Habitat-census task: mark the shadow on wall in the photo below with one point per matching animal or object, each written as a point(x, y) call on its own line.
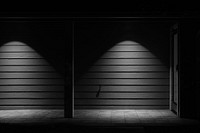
point(127, 76)
point(27, 80)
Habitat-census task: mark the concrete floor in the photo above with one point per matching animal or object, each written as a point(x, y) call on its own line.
point(94, 117)
point(98, 121)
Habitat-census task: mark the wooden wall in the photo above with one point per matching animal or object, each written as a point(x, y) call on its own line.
point(27, 81)
point(127, 76)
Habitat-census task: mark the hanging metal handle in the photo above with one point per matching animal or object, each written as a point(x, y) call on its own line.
point(98, 92)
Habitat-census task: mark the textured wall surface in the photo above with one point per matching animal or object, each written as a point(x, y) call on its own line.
point(127, 76)
point(27, 80)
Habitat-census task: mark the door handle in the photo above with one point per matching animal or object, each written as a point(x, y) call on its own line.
point(177, 67)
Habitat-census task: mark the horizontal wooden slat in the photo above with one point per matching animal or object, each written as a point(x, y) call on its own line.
point(126, 75)
point(14, 107)
point(19, 55)
point(23, 62)
point(120, 102)
point(124, 82)
point(30, 88)
point(128, 55)
point(29, 75)
point(128, 68)
point(128, 48)
point(31, 102)
point(26, 68)
point(30, 81)
point(128, 62)
point(31, 95)
point(122, 95)
point(122, 88)
point(15, 48)
point(121, 107)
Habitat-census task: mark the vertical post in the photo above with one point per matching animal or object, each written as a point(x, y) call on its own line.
point(69, 90)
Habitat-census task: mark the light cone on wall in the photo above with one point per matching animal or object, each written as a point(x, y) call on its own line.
point(27, 80)
point(127, 76)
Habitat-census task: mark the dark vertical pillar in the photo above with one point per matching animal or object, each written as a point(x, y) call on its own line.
point(69, 105)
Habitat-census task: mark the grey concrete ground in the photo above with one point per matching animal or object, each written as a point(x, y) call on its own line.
point(98, 121)
point(94, 117)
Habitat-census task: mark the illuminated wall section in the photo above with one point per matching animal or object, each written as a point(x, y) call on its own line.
point(27, 81)
point(127, 76)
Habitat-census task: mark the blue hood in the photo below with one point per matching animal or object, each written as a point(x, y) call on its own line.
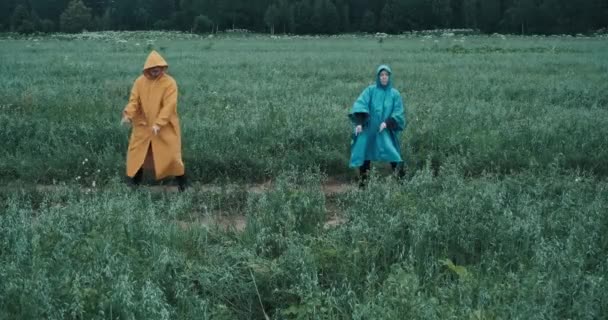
point(390, 76)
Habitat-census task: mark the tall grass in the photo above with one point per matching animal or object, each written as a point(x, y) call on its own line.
point(253, 107)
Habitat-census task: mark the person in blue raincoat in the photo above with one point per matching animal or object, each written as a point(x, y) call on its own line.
point(378, 118)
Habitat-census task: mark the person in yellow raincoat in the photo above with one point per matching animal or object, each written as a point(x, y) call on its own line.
point(155, 142)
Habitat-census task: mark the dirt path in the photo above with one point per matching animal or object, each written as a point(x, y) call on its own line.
point(237, 222)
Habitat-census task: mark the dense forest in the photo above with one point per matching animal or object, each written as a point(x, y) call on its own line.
point(305, 16)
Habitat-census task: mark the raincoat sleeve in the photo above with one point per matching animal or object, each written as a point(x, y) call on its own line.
point(360, 109)
point(397, 121)
point(169, 106)
point(133, 105)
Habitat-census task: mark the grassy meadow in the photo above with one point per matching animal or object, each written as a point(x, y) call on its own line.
point(503, 214)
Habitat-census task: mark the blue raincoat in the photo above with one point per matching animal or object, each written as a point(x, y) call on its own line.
point(375, 105)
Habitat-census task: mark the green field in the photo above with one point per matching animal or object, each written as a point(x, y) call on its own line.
point(504, 214)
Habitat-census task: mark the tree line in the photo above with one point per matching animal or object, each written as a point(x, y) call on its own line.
point(305, 16)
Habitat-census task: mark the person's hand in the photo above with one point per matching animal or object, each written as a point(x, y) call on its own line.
point(358, 129)
point(125, 121)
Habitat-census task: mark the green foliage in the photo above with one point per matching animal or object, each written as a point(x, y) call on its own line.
point(76, 17)
point(503, 214)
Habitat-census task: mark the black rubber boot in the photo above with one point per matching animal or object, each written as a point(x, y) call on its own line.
point(182, 183)
point(398, 170)
point(137, 178)
point(364, 174)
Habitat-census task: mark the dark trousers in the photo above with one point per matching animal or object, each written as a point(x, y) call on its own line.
point(182, 182)
point(397, 167)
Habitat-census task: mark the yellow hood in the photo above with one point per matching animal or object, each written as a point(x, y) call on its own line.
point(155, 60)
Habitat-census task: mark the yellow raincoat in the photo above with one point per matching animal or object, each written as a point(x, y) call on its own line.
point(154, 102)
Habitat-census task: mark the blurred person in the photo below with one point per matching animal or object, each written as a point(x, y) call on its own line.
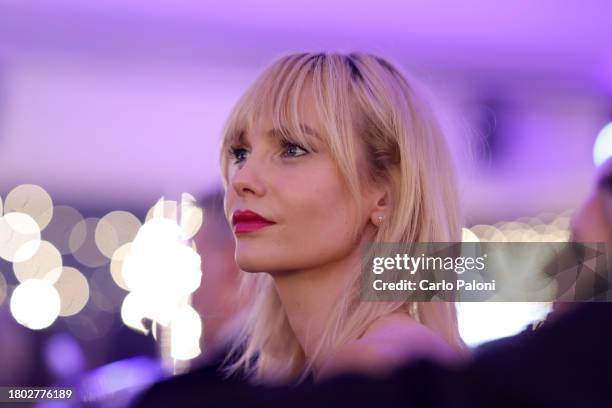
point(566, 362)
point(324, 153)
point(218, 300)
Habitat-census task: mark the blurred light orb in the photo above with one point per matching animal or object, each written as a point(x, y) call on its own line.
point(46, 263)
point(468, 236)
point(116, 265)
point(73, 290)
point(3, 289)
point(35, 304)
point(133, 310)
point(185, 332)
point(602, 149)
point(159, 263)
point(191, 216)
point(16, 230)
point(32, 200)
point(64, 355)
point(65, 218)
point(83, 245)
point(167, 209)
point(114, 230)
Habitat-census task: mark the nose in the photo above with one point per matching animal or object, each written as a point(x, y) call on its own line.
point(247, 178)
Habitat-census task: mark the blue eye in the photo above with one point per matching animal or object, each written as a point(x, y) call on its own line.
point(238, 153)
point(293, 150)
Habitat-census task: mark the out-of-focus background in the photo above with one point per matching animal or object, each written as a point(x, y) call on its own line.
point(110, 105)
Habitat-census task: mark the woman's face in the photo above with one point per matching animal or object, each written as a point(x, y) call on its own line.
point(300, 191)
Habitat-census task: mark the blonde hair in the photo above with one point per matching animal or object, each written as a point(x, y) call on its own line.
point(361, 100)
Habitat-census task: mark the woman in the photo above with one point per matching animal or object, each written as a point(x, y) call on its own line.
point(324, 153)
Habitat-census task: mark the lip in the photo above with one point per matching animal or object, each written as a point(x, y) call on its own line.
point(249, 221)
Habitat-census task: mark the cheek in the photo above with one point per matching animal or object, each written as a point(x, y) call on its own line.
point(324, 219)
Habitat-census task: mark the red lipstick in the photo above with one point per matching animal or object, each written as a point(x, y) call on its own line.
point(248, 221)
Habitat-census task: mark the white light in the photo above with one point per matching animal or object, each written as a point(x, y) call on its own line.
point(16, 230)
point(480, 322)
point(3, 288)
point(602, 149)
point(186, 329)
point(35, 304)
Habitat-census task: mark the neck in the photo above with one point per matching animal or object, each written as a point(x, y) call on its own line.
point(309, 295)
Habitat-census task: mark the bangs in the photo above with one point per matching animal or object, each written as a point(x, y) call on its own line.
point(277, 96)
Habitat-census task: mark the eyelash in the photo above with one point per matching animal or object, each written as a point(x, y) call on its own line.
point(234, 151)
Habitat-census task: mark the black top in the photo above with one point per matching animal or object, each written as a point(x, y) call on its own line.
point(567, 362)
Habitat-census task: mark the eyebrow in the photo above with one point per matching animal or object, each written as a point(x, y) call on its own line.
point(280, 132)
point(305, 128)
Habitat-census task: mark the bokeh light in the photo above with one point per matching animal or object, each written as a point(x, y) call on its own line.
point(83, 245)
point(90, 324)
point(191, 216)
point(602, 149)
point(35, 304)
point(64, 355)
point(16, 230)
point(65, 218)
point(114, 230)
point(104, 293)
point(32, 200)
point(468, 236)
point(133, 311)
point(46, 263)
point(116, 265)
point(186, 329)
point(73, 289)
point(3, 288)
point(163, 209)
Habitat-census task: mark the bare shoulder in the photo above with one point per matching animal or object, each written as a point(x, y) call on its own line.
point(385, 346)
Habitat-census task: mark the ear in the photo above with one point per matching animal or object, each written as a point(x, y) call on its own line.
point(381, 205)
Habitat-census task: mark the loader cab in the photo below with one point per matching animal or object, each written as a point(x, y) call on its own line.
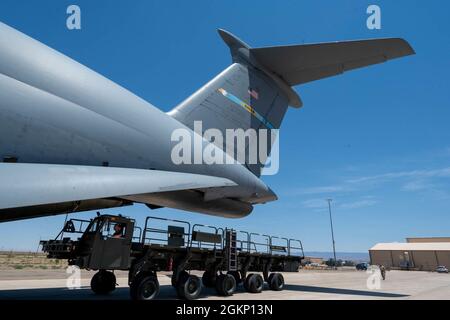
point(108, 240)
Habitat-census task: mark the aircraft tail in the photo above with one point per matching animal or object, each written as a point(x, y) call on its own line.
point(256, 90)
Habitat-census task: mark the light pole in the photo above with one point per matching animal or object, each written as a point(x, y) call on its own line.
point(332, 233)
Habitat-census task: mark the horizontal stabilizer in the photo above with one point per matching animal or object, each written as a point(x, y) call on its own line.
point(299, 64)
point(23, 185)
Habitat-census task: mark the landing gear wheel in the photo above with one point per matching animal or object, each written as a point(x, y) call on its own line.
point(225, 285)
point(209, 279)
point(103, 282)
point(246, 287)
point(144, 287)
point(189, 287)
point(276, 281)
point(255, 283)
point(183, 274)
point(236, 275)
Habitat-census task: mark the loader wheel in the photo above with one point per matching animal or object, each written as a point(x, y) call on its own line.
point(189, 287)
point(246, 287)
point(209, 279)
point(144, 287)
point(103, 282)
point(276, 281)
point(236, 275)
point(255, 283)
point(225, 285)
point(183, 274)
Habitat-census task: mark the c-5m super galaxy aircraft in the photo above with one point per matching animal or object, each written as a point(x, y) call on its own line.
point(72, 140)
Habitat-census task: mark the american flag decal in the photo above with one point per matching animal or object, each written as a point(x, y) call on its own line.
point(253, 93)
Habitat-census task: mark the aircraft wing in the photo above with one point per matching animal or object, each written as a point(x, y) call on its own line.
point(304, 63)
point(23, 185)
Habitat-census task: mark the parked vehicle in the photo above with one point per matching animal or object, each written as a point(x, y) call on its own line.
point(441, 269)
point(362, 266)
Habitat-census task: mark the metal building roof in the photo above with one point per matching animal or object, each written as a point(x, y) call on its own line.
point(419, 246)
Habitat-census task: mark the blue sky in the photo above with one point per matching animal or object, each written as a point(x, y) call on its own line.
point(376, 140)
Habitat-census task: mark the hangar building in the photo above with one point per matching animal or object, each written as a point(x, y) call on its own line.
point(424, 254)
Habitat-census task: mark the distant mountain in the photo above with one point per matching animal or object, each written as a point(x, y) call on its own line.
point(353, 256)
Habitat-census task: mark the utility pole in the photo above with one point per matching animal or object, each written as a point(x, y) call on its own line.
point(332, 233)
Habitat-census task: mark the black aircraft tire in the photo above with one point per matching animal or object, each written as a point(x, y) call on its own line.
point(209, 279)
point(144, 287)
point(255, 283)
point(103, 282)
point(189, 288)
point(246, 282)
point(236, 275)
point(276, 281)
point(225, 285)
point(183, 275)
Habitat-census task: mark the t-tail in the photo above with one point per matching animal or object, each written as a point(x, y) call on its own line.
point(256, 90)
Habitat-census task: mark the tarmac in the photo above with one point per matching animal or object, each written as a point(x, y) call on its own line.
point(304, 285)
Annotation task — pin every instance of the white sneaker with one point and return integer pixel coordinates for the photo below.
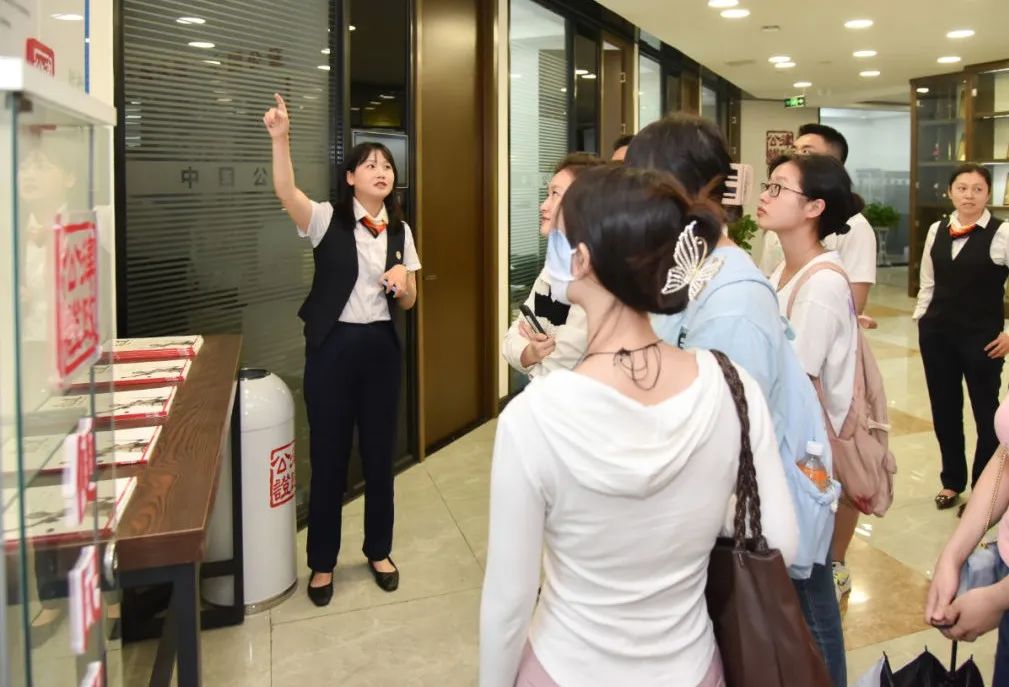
(842, 579)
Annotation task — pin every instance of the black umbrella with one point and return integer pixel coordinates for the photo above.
(928, 671)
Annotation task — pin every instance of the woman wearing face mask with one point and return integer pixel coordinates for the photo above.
(619, 475)
(964, 270)
(737, 313)
(365, 264)
(563, 343)
(807, 199)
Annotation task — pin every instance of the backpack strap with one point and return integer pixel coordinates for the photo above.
(832, 266)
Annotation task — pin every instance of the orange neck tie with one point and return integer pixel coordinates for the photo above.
(962, 232)
(373, 226)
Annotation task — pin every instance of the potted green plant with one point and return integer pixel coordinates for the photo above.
(881, 216)
(742, 230)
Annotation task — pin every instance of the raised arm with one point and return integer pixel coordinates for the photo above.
(298, 205)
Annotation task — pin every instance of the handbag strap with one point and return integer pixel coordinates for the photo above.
(995, 492)
(747, 493)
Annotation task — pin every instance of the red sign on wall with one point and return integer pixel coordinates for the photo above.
(282, 475)
(85, 598)
(41, 55)
(76, 298)
(79, 488)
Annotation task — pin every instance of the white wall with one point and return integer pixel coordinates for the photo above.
(759, 117)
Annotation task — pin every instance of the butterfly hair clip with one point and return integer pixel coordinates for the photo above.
(690, 268)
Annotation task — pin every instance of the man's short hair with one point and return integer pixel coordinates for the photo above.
(833, 138)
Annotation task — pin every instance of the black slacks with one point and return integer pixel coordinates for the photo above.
(951, 356)
(351, 379)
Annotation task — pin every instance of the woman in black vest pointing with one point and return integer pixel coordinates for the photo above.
(364, 262)
(961, 323)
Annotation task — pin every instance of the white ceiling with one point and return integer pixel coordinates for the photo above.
(909, 36)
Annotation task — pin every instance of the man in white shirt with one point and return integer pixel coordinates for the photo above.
(858, 247)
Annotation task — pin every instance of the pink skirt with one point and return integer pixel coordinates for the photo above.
(532, 673)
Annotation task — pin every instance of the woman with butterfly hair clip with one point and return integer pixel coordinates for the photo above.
(619, 475)
(734, 309)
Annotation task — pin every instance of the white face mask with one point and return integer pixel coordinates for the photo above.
(559, 253)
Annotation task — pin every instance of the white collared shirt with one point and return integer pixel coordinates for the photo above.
(367, 301)
(926, 281)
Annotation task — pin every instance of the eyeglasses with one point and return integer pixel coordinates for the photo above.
(774, 189)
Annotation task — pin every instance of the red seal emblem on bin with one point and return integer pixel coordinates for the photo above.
(282, 475)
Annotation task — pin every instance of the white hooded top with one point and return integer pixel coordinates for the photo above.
(624, 502)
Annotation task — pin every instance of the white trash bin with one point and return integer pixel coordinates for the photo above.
(268, 502)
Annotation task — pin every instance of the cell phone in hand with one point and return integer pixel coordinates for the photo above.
(532, 320)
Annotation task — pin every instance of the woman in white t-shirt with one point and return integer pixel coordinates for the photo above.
(618, 476)
(807, 199)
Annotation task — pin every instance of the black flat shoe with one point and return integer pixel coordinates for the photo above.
(944, 501)
(385, 581)
(321, 596)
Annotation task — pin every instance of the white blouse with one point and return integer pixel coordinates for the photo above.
(926, 281)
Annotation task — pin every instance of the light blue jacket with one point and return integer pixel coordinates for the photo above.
(737, 313)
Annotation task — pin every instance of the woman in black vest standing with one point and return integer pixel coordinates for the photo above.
(365, 262)
(961, 323)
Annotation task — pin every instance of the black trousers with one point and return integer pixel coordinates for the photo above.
(351, 379)
(949, 357)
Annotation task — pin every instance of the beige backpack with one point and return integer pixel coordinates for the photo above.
(863, 462)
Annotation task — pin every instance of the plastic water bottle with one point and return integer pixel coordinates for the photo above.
(812, 466)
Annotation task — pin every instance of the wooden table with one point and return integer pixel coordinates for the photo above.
(161, 535)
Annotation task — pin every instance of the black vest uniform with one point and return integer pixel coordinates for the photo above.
(351, 373)
(336, 273)
(964, 317)
(969, 290)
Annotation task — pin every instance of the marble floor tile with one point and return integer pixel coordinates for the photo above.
(431, 642)
(887, 599)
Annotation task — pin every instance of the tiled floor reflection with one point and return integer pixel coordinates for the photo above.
(427, 633)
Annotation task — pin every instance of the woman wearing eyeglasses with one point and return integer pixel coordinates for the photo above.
(807, 199)
(960, 316)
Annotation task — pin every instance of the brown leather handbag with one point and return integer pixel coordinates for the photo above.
(759, 624)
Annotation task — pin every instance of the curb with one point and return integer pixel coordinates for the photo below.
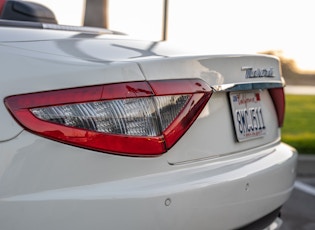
(306, 165)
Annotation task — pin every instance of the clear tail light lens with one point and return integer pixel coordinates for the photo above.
(137, 118)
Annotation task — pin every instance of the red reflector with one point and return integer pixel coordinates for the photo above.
(137, 118)
(277, 95)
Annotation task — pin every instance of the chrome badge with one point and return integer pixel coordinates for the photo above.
(250, 72)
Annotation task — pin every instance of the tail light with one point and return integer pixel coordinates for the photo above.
(137, 118)
(277, 96)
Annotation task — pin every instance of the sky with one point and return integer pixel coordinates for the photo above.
(217, 26)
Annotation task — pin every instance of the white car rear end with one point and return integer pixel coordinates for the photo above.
(190, 142)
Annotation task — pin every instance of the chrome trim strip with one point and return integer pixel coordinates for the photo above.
(247, 86)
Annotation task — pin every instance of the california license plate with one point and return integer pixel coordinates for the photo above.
(248, 116)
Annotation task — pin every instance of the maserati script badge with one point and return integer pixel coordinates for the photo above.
(250, 72)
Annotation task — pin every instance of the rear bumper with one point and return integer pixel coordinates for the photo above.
(226, 194)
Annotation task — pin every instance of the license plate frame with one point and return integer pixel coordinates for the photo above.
(247, 114)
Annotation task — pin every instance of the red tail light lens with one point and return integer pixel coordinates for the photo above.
(277, 95)
(137, 118)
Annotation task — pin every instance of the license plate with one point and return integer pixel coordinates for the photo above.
(248, 116)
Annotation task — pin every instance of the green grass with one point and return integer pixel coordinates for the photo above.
(299, 124)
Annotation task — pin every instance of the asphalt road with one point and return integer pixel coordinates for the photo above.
(298, 213)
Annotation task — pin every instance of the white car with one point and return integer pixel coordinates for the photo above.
(100, 131)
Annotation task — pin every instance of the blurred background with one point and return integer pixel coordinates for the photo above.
(279, 27)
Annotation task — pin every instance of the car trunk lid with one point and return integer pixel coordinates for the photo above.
(242, 112)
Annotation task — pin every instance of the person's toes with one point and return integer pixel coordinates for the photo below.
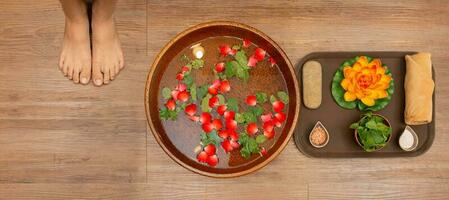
(65, 68)
(61, 62)
(121, 62)
(76, 74)
(117, 68)
(97, 76)
(70, 72)
(112, 72)
(85, 74)
(106, 75)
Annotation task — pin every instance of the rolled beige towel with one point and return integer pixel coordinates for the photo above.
(419, 87)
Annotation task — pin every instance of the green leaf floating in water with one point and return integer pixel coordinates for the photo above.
(166, 93)
(338, 92)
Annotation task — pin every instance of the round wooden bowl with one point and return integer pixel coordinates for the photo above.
(356, 135)
(175, 136)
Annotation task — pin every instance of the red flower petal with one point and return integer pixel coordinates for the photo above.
(205, 117)
(183, 96)
(213, 101)
(190, 109)
(229, 114)
(231, 124)
(224, 49)
(217, 124)
(223, 133)
(212, 91)
(266, 117)
(202, 157)
(181, 87)
(263, 151)
(251, 129)
(221, 109)
(280, 116)
(174, 94)
(276, 122)
(259, 54)
(226, 145)
(179, 76)
(246, 43)
(272, 61)
(233, 52)
(251, 100)
(207, 127)
(185, 69)
(278, 106)
(219, 67)
(252, 61)
(268, 126)
(210, 149)
(194, 118)
(233, 135)
(212, 160)
(269, 134)
(216, 84)
(234, 144)
(170, 104)
(225, 86)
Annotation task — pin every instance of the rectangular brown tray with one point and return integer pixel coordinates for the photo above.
(337, 119)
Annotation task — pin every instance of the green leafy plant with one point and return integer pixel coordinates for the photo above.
(372, 131)
(338, 92)
(249, 145)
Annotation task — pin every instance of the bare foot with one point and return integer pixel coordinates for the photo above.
(75, 59)
(107, 60)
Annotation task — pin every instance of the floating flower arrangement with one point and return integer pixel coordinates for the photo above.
(223, 121)
(363, 82)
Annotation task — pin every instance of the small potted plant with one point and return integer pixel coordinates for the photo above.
(372, 132)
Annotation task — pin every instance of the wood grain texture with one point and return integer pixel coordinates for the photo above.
(302, 27)
(64, 141)
(53, 131)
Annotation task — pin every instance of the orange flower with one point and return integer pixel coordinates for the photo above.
(366, 81)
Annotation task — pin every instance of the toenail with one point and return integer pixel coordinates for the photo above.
(84, 80)
(98, 81)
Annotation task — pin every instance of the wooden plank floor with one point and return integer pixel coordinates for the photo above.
(59, 140)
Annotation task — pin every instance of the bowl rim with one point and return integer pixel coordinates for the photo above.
(356, 135)
(291, 71)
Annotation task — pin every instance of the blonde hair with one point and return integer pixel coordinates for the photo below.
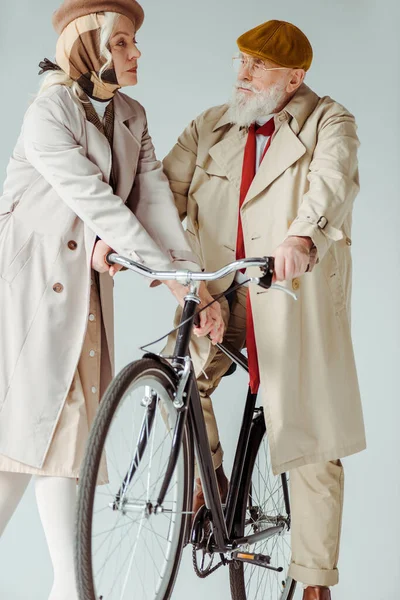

——————————

EXERCISE REQUIREMENTS: Exactly as written, restate the lines from the one that contains "Annotation task — pin every instance of the green leafy" through the final line of the data, both ends included, but leave out the pictures.

SOLVED EXERCISE:
Annotation task — pin every instance of the green leafy plant with one point and return integer pixel coordinates for the photo above.
(372, 131)
(338, 92)
(249, 145)
Annotation task — pin every instance of the bare foot with one point and return integer pixel coordinates for the photo above.
(75, 59)
(107, 60)
Annotation task — pin every instance of the floating flower arrangement with one point and return integer pixel coordinates for the photo above.
(223, 121)
(363, 82)
Annotation task — pin every instance of the small potted plant with one point and return integer pixel coordinates for the photo above.
(372, 132)
Annotation task — pin every instance of the wood grain texture with one point and return integer pixel coordinates for the photo above.
(302, 27)
(64, 141)
(53, 131)
Annotation task — pin every instance of the orange flower with one point and return integer pixel coordinates for the photo above.
(366, 81)
Annotation task — pin every instance of the toenail with one point and return integer pixel coordinates for the photo above.
(84, 80)
(98, 81)
Annotation task — pin every instance of the wooden plank floor with one point and return integer pixel coordinates for the photo above.
(59, 140)
Annotation task — pin every instance of the bowl rim with one point and return integer pixel coordinates for the photo above.
(356, 135)
(291, 71)
Annotation task — pin every instance of the blonde hair with one point and return integer pixel coordinates for the photo below.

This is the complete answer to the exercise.